* **What you need to do**:
Give back the data below exactly as it was given.

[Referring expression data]
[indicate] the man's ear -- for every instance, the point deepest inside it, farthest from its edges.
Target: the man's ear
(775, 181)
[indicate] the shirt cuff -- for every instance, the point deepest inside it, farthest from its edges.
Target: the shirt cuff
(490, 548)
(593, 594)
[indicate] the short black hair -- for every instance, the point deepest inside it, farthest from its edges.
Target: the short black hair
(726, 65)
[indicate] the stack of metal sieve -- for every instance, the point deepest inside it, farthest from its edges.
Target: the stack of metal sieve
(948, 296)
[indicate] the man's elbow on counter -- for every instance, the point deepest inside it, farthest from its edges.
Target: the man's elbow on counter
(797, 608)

* **Answer to this problem**:
[indicate] the man's ear -- for every instance, the point deepest inside it, farthest from its edges.
Target: the man's ear
(775, 181)
[indicate] the shirt cuff -- for every instance, the point deepest inside it, farthest from its edges.
Target: the shirt cuff
(490, 548)
(593, 594)
[indicate] the short black hair -- for every instance, the point deepest inside it, farthest from its edges.
Target: the short black hair
(726, 65)
[indicate] the stack of metal sieve -- for every instance, the point deepest inside it, farthest from its edges.
Target: the stack of metal sieve
(948, 296)
[indicate] the man's elbow on counter -- for every instance, the point deepest inside it, farthest from its edges.
Target: the man's elbow on counter
(797, 608)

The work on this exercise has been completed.